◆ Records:
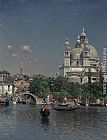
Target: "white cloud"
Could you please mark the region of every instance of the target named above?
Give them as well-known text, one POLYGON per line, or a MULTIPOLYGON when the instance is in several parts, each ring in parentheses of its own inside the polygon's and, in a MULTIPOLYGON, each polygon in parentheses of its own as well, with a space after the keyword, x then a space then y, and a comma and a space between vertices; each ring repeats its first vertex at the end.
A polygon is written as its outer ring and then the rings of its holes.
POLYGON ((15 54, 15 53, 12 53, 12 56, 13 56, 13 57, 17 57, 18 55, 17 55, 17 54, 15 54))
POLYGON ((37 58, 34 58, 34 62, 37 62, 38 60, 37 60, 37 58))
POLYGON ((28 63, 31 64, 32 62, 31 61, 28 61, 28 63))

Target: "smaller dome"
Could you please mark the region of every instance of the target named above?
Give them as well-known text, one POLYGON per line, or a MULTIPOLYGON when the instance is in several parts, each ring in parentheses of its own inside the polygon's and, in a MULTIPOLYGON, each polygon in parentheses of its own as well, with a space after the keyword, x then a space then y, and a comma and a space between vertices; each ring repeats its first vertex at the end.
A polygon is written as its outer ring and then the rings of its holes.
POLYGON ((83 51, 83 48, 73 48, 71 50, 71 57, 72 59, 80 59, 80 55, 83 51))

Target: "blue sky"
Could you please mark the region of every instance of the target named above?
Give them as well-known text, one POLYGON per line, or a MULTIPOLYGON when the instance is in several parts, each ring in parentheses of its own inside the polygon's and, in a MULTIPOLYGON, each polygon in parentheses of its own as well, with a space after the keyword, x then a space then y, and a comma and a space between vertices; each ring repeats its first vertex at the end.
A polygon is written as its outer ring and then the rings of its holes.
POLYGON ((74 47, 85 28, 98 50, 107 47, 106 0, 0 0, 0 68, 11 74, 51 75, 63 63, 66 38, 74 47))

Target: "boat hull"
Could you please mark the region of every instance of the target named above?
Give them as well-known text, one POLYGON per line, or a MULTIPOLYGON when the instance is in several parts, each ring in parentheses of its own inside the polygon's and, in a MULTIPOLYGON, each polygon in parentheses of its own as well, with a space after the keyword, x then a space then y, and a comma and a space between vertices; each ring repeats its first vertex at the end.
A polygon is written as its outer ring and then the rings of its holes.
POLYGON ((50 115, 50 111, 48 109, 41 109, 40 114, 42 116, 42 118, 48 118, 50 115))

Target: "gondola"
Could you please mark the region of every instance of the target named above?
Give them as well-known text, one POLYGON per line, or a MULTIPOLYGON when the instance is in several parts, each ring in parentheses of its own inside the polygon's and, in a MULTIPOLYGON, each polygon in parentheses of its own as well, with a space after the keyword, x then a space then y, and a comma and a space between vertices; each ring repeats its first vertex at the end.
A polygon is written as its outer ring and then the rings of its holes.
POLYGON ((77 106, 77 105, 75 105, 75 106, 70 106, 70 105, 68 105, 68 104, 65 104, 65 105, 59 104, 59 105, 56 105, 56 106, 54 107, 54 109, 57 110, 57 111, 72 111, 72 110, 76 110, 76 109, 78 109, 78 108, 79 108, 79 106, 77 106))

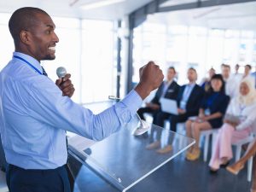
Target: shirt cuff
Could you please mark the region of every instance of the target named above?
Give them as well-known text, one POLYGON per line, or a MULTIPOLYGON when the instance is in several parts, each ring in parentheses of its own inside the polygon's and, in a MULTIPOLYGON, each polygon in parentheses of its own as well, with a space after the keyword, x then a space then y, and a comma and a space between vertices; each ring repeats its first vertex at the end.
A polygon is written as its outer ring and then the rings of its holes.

◆ Exercise prompt:
Could you render every line of the items above as a numbered list, skipping blank lines and leaving the pictures out?

◆ Solution:
1. Target: "white cloud"
2. Could you please mark the region of every instance of the target named above?
3. Give them as well-known text, one POLYGON per line, or a MULTIPOLYGON when the instance is in several parts, each ring in parentheses of its own inside the polygon's and, in a MULTIPOLYGON, each polygon in parentheses of its own as well, with a space after the keyword, x then a space then y, and a comma and a space between vertices; each ring repeats its first vertex at the end.
4. A polygon is written as its outer ring and then the rings of its holes.
5. POLYGON ((15 54, 15 53, 12 53, 12 56, 13 56, 13 57, 17 57, 18 55, 17 55, 17 54, 15 54))
6. POLYGON ((37 58, 34 58, 34 62, 37 62, 38 60, 37 60, 37 58))
7. POLYGON ((28 63, 31 64, 32 62, 31 61, 28 61, 28 63))
8. Target: "smaller dome"
9. Could you please mark the region of every instance of the target named above?
10. Give them as well-known text, one POLYGON per line, or a MULTIPOLYGON when the instance is in several parts, each ring in parentheses of its own inside the polygon's and, in a MULTIPOLYGON, each polygon in parentheses of its own as well, with a space after the keyword, x then a space then y, and a comma and a space between vertices; each ring repeats its first vertex at the end.
11. A polygon is written as its outer ring and then the rings of its holes.
12. POLYGON ((83 51, 83 48, 73 48, 71 50, 71 57, 72 59, 80 59, 80 55, 83 51))
13. Target: "blue sky"
14. Could you please mark the region of every instance of the target named above?
15. Give them as well-known text, one POLYGON per line, or a MULTIPOLYGON when the instance is in several parts, each ring in parentheses of its own inside the polygon's and, in a MULTIPOLYGON, each polygon in parentheses of its own as well, with a space after the keyword, x then a space then y, and a comma and a space between vertices; each ring repeats its first vertex at the end.
16. A polygon is written as its outer ring and then the rings of its holes.
17. POLYGON ((74 47, 85 28, 98 50, 107 47, 106 0, 0 0, 0 68, 11 74, 51 75, 63 63, 66 38, 74 47))
18. Target: "boat hull"
19. Could you please mark the region of every instance of the target named above?
20. Give them as well-known text, one POLYGON per line, or a MULTIPOLYGON when the instance is in several parts, each ring in parentheses of its own inside the polygon's and, in a MULTIPOLYGON, each polygon in parentheses of its own as well, with a space after the keyword, x then a space then y, and a comma and a space between vertices; each ring repeats its first vertex at the end.
21. A polygon is written as its outer ring and then the rings of its holes.
22. POLYGON ((50 115, 50 111, 48 109, 41 109, 40 114, 42 116, 42 118, 48 118, 50 115))
23. Target: "gondola"
24. Could you please mark the region of every instance of the target named above?
25. Give them as well-known text, one POLYGON per line, or a MULTIPOLYGON when the instance is in several parts, each ring in parentheses of its own inside the polygon's and, in a MULTIPOLYGON, each polygon in parentheses of its own as well, with a space after the keyword, x then a space then y, and a comma and a space between vertices; each ring repeats its first vertex at the end.
26. A polygon is written as its outer ring and then the rings of its holes.
27. POLYGON ((77 106, 77 105, 75 105, 75 106, 70 106, 70 105, 68 105, 68 104, 65 104, 65 105, 59 104, 59 105, 56 105, 56 106, 54 107, 54 109, 57 110, 57 111, 72 111, 72 110, 76 110, 76 109, 78 109, 78 108, 79 108, 79 106, 77 106))
28. Target: shirt cuff
29. Could you please mark the region of every instance of the target named above?
30. Give them as well-known text, one POLYGON per line, or a MULTIPOLYGON when the instance is in several parts, each ring in parentheses of its own inside the polygon's and, in a MULTIPOLYGON, each polygon in parentheses of its own as well, with a space after the keyword, x then a space then y, and a comma and a space between vertices; each ring repeats its first vertex at the end.
31. A polygon is written as its outer ring and then the rings of its holes.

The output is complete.